* [What you should do]
Repeat only the lines from the one holding "[pin] textured ceiling" down to the last line of the listing below, including both of those lines.

* [Listed records]
:::::

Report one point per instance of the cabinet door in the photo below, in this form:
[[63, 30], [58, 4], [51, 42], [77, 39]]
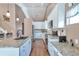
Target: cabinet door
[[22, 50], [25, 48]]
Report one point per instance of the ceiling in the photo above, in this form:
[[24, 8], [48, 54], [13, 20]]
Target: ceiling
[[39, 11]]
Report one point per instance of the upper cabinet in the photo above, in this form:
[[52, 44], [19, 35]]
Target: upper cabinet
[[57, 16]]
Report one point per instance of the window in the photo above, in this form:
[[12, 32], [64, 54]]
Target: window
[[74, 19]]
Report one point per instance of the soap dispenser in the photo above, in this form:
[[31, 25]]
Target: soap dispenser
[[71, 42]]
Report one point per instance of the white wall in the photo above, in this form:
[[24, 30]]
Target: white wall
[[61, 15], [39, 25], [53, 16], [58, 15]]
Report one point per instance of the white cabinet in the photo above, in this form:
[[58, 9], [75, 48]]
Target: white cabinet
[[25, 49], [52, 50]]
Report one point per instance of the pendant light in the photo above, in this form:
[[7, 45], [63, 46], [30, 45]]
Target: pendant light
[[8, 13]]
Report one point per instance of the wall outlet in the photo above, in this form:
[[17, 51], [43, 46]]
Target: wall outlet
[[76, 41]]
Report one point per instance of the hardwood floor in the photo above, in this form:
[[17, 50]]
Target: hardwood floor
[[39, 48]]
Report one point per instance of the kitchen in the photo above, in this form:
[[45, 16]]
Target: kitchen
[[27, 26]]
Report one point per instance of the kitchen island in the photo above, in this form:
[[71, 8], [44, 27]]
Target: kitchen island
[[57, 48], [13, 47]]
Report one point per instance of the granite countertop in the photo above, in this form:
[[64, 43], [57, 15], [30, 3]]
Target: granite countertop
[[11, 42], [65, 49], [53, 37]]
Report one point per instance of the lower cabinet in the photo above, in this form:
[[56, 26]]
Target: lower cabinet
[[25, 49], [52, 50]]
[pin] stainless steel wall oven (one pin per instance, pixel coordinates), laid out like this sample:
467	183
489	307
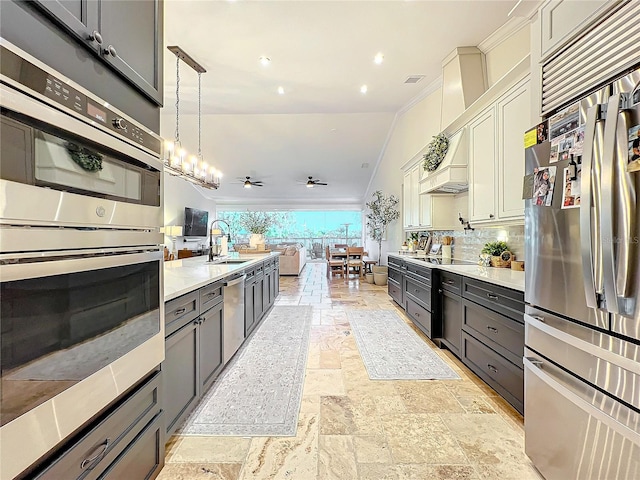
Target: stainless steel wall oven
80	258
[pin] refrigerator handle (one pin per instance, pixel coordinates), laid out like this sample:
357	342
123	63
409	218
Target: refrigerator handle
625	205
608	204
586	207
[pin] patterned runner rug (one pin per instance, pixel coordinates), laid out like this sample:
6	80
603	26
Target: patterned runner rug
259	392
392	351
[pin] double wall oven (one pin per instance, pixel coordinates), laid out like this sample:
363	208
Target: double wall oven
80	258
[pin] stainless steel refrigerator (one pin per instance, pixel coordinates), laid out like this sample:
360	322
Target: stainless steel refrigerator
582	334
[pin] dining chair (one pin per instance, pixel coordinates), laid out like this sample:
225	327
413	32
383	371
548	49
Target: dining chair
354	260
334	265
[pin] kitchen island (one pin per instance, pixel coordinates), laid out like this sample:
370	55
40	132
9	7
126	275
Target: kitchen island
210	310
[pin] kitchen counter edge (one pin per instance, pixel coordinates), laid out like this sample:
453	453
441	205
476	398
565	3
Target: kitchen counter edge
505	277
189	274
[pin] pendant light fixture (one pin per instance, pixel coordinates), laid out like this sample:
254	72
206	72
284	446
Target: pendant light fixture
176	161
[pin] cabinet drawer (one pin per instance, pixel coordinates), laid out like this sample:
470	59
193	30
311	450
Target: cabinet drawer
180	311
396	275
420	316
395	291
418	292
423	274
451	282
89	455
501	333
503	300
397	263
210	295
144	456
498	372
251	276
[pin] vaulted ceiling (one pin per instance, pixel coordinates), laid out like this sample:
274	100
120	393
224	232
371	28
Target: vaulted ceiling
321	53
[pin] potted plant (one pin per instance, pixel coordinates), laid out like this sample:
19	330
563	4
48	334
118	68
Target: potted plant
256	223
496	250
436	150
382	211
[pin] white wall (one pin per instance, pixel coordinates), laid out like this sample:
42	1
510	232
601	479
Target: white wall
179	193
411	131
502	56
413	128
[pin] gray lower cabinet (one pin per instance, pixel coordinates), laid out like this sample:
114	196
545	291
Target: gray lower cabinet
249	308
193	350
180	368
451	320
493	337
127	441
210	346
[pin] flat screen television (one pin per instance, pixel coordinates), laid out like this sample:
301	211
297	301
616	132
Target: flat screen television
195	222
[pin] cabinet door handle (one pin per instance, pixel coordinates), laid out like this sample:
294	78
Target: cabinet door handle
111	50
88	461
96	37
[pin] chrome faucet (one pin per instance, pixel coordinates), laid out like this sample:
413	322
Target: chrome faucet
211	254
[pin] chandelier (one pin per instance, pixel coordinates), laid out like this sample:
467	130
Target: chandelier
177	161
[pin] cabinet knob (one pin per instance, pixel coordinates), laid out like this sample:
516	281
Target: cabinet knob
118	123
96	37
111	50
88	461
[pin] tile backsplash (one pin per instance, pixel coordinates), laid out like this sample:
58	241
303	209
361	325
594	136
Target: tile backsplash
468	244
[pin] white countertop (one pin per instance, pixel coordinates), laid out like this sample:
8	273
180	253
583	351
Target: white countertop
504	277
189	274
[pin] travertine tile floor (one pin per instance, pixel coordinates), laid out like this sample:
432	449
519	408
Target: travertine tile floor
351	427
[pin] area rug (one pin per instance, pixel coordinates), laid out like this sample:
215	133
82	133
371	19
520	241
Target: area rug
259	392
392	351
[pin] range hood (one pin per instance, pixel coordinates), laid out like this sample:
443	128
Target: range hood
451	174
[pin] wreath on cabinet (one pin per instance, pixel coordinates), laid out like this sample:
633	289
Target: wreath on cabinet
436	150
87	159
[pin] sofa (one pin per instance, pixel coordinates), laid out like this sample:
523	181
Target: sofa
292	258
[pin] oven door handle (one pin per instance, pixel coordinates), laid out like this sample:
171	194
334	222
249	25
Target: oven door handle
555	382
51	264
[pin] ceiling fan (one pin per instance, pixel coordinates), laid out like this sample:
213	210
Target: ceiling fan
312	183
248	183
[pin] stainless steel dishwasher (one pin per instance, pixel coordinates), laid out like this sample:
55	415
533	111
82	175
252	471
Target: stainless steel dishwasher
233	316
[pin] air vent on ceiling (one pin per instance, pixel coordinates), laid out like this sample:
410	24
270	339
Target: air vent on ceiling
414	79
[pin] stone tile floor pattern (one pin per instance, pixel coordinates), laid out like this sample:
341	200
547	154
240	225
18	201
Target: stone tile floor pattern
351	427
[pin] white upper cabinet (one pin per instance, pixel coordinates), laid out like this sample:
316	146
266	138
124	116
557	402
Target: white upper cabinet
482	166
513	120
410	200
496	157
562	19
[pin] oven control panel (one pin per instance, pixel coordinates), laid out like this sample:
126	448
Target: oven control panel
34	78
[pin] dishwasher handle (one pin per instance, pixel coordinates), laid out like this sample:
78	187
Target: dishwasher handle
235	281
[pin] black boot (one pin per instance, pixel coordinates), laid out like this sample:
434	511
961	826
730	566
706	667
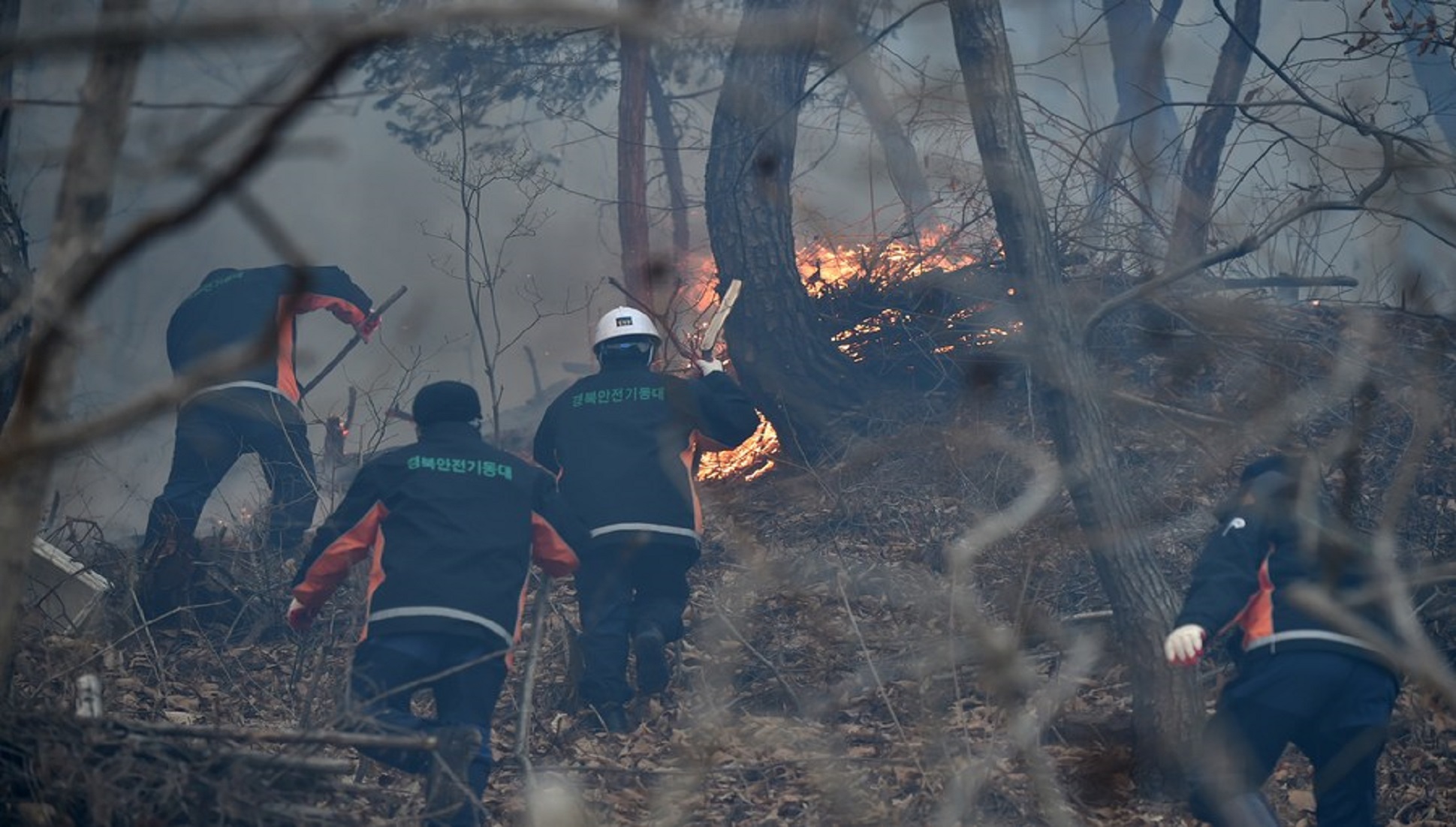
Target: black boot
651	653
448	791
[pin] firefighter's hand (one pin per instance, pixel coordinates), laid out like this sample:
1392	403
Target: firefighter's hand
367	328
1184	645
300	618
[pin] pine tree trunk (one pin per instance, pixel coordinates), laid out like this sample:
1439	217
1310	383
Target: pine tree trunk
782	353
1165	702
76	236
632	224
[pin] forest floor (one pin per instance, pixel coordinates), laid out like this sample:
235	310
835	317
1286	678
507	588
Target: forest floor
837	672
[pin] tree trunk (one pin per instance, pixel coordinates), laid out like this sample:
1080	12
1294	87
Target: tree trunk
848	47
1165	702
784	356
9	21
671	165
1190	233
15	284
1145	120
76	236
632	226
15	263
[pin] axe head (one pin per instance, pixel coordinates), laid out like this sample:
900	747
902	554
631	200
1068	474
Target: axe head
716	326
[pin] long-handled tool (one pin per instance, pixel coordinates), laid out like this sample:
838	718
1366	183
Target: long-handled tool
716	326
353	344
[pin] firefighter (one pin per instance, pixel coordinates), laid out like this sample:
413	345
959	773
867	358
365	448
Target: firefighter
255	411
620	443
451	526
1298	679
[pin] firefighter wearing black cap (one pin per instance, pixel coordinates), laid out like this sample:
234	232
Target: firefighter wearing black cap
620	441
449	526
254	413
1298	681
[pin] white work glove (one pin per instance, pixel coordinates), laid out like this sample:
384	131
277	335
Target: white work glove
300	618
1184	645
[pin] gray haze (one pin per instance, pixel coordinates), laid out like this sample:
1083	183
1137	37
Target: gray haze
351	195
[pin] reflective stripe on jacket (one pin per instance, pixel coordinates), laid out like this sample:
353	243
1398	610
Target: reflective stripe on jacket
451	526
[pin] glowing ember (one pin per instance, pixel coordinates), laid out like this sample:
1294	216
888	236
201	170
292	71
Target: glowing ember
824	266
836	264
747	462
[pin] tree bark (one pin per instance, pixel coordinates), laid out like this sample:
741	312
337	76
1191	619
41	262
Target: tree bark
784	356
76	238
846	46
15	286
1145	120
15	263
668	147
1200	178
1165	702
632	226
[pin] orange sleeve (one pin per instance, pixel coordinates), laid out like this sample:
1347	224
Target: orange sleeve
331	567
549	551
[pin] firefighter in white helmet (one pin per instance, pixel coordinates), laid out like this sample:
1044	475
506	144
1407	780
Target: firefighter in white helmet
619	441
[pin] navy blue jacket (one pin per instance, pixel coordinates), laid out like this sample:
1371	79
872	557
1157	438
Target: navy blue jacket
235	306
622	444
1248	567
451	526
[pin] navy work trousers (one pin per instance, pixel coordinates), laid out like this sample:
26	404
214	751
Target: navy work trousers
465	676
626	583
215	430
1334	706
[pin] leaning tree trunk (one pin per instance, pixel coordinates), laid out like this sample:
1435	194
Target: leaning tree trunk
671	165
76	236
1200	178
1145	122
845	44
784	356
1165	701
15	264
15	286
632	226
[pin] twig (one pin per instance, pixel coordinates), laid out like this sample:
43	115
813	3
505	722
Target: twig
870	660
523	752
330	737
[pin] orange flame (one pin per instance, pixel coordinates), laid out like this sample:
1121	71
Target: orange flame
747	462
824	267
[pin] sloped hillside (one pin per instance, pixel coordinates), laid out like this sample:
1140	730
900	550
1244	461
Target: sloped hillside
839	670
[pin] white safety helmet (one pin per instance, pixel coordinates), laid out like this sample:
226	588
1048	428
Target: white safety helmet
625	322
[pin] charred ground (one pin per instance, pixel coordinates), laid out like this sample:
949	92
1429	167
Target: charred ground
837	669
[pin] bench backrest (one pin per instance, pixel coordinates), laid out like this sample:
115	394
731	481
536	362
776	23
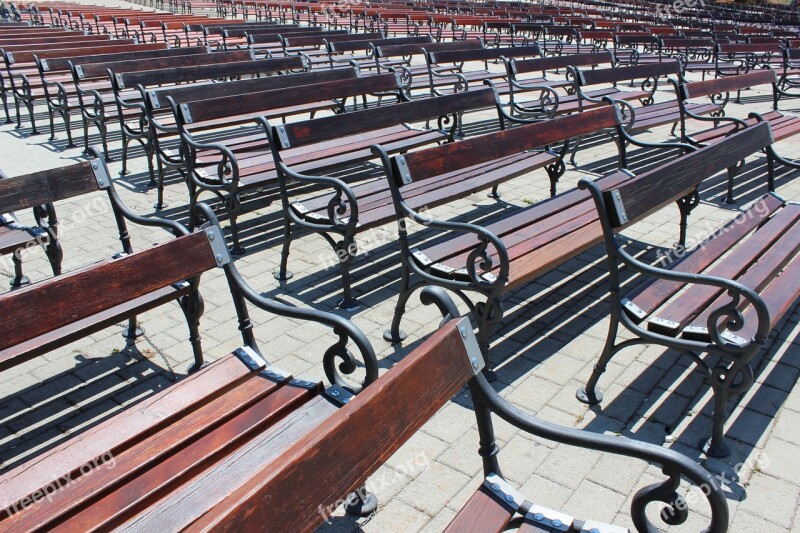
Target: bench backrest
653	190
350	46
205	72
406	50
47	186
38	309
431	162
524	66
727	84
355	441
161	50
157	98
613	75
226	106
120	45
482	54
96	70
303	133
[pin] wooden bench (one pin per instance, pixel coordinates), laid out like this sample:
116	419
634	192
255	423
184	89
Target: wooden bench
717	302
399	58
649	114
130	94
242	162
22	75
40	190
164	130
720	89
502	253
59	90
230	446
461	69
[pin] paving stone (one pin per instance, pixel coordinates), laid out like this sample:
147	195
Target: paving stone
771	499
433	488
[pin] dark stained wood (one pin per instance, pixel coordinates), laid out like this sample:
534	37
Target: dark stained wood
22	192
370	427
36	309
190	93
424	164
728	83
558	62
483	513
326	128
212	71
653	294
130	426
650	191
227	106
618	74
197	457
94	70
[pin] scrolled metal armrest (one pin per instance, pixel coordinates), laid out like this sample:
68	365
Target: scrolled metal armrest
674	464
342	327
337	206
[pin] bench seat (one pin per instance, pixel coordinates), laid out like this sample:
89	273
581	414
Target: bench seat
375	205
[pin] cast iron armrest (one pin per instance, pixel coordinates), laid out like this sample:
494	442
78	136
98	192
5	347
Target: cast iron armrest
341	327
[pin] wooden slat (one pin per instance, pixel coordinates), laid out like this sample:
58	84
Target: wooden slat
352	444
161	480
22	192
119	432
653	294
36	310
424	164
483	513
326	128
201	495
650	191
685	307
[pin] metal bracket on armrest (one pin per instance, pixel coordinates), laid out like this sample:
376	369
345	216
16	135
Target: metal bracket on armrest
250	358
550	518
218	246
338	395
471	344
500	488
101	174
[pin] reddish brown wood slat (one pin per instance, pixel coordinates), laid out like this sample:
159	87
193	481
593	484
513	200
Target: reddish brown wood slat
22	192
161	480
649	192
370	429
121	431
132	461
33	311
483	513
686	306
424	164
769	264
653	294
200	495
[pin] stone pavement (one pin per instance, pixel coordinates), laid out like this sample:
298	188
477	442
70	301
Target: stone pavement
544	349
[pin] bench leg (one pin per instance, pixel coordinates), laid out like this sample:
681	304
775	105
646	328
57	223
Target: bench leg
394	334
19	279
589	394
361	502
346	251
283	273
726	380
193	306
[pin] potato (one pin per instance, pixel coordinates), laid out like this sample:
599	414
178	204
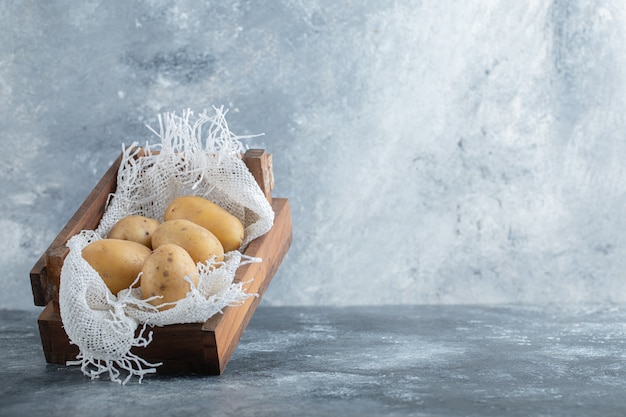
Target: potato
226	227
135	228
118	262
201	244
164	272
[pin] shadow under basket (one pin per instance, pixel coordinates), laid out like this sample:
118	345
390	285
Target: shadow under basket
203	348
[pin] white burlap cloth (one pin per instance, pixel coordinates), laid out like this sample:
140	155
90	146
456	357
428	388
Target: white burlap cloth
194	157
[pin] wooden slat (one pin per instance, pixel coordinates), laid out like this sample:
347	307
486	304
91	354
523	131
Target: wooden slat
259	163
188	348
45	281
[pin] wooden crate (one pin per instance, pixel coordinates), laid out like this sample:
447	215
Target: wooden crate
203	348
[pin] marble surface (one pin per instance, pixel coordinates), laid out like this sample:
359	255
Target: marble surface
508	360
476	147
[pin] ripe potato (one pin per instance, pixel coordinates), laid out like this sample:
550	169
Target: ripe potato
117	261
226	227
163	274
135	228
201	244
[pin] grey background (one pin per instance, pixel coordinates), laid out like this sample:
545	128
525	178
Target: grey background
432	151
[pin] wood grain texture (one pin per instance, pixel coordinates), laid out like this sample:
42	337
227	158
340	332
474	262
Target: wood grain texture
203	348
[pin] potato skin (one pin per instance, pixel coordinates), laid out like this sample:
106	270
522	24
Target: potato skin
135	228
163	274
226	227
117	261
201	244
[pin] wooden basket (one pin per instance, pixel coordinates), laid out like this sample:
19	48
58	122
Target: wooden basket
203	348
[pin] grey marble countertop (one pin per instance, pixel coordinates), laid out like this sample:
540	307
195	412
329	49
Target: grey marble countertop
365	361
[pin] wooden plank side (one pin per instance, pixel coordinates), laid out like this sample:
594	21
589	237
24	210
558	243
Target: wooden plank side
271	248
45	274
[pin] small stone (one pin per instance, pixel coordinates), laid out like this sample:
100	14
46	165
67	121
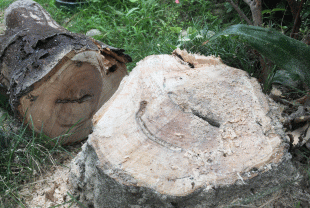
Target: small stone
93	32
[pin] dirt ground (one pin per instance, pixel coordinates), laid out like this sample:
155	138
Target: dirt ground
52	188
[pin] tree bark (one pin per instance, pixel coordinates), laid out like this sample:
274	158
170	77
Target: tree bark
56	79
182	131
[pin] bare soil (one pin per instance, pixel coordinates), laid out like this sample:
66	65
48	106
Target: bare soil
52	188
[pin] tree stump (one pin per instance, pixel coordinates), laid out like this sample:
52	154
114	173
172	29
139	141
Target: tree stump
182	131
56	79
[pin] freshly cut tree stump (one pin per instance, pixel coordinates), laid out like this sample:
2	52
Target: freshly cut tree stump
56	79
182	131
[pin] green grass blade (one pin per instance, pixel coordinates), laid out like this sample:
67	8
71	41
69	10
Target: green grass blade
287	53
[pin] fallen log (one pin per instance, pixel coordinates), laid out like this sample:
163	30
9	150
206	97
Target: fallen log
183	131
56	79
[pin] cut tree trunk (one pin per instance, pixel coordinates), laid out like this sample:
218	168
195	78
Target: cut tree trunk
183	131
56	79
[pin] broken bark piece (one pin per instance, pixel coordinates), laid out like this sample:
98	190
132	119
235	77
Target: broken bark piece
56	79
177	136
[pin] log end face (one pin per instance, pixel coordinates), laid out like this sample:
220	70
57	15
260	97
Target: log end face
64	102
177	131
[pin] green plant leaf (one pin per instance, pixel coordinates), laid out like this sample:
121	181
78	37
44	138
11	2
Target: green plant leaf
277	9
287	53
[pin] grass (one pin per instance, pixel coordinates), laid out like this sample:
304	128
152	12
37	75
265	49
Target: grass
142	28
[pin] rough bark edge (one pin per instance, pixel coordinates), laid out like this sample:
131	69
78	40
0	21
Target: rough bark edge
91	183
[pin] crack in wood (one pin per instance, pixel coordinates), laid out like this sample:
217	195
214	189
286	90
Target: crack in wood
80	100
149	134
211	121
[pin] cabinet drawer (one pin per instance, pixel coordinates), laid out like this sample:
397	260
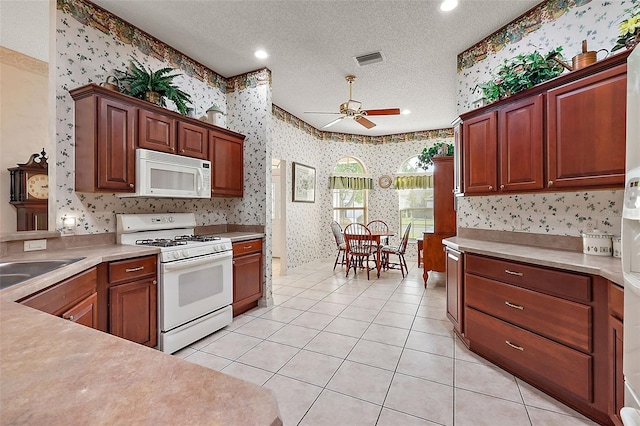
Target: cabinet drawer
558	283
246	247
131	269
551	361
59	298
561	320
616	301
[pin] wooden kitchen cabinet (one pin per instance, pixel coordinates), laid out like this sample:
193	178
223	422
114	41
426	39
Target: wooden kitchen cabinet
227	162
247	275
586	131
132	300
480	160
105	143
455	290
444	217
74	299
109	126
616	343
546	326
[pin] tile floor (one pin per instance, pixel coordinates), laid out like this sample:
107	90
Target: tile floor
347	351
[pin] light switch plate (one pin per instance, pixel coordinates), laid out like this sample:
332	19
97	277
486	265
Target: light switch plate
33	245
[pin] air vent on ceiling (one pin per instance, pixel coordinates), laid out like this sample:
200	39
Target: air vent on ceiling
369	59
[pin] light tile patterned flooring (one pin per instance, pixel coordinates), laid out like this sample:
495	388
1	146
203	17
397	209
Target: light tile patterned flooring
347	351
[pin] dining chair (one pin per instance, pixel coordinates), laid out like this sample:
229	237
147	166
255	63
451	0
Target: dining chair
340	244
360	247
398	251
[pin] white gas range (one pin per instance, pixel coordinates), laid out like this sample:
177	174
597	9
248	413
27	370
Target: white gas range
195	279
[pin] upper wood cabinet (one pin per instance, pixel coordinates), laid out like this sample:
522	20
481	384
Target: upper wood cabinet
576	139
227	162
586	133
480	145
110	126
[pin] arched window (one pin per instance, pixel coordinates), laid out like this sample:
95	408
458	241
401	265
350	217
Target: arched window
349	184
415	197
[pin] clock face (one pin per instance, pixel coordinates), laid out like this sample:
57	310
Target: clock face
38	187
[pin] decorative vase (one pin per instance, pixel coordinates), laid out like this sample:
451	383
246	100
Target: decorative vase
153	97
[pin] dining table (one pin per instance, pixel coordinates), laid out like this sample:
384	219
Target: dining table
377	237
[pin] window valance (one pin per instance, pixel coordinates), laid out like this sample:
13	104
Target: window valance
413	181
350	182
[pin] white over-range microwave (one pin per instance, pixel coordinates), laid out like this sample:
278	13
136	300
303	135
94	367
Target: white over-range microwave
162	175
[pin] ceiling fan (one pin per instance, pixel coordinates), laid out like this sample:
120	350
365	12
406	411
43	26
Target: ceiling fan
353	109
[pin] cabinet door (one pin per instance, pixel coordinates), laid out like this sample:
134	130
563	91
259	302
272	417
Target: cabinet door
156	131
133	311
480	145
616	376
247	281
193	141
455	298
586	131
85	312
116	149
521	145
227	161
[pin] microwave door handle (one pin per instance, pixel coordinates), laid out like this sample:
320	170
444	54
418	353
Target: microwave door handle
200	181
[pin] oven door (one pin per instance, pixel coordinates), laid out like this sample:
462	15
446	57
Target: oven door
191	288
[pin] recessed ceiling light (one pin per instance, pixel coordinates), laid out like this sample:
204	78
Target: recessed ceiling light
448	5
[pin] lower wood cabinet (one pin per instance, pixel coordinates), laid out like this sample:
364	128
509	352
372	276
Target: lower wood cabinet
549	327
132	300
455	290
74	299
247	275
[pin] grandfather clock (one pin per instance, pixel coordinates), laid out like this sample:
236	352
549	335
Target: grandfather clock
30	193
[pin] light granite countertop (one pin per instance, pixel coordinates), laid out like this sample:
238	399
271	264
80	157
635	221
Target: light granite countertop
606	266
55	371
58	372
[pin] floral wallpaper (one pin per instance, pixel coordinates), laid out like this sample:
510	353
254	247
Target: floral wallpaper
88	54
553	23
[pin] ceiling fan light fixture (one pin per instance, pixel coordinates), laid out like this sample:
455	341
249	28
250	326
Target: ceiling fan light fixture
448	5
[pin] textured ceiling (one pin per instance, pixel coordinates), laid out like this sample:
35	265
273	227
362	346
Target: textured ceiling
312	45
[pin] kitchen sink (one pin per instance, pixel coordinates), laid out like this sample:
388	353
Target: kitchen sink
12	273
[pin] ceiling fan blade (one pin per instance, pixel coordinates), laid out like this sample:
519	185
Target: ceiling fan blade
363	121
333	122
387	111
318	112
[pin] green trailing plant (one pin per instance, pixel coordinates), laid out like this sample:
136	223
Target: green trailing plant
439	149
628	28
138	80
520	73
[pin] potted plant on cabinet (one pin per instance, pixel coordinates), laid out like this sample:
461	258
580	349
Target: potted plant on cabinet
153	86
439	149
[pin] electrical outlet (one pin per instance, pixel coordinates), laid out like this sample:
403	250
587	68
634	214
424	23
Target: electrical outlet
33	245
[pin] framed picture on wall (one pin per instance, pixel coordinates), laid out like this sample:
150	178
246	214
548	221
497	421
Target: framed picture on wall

:::::

* [Complete response]
[pin] textured ceiling (one pin per instance, pixel coordinates), laid out like this sample:
35	265
273	227
362	346
Target: textured ceiling
312	45
[pin] kitchen sink (one pin per instance, pixel coordinates), laid out like this sample:
388	353
Target: kitchen sink
12	273
[pin] ceiling fan blade (one pin per instance, pixel coordinates), laid out like this sample:
519	185
Target: ceiling fan blade
363	121
333	122
387	111
318	112
[pin] green trailing plant (one pin per instance, pixel coordinates), laid out like this sample:
136	223
Target: green trailing plant
439	149
628	28
138	80
520	73
[pin] potted plant on cabinet (one pin per instance, pixel coordinates), laid out like this sample:
461	258
580	349
Target: potted plant on cabinet
153	86
439	149
[pin] electrical outlet (one pin per instance, pixel coordinates), laid out like this sample:
403	250
587	68
634	214
424	23
Target: electrical outlet
33	245
[pin] framed picture on wall (one pin per instance, pixel coordinates), laid out like this sample:
150	178
246	214
548	221
497	421
Target: framed picture on wall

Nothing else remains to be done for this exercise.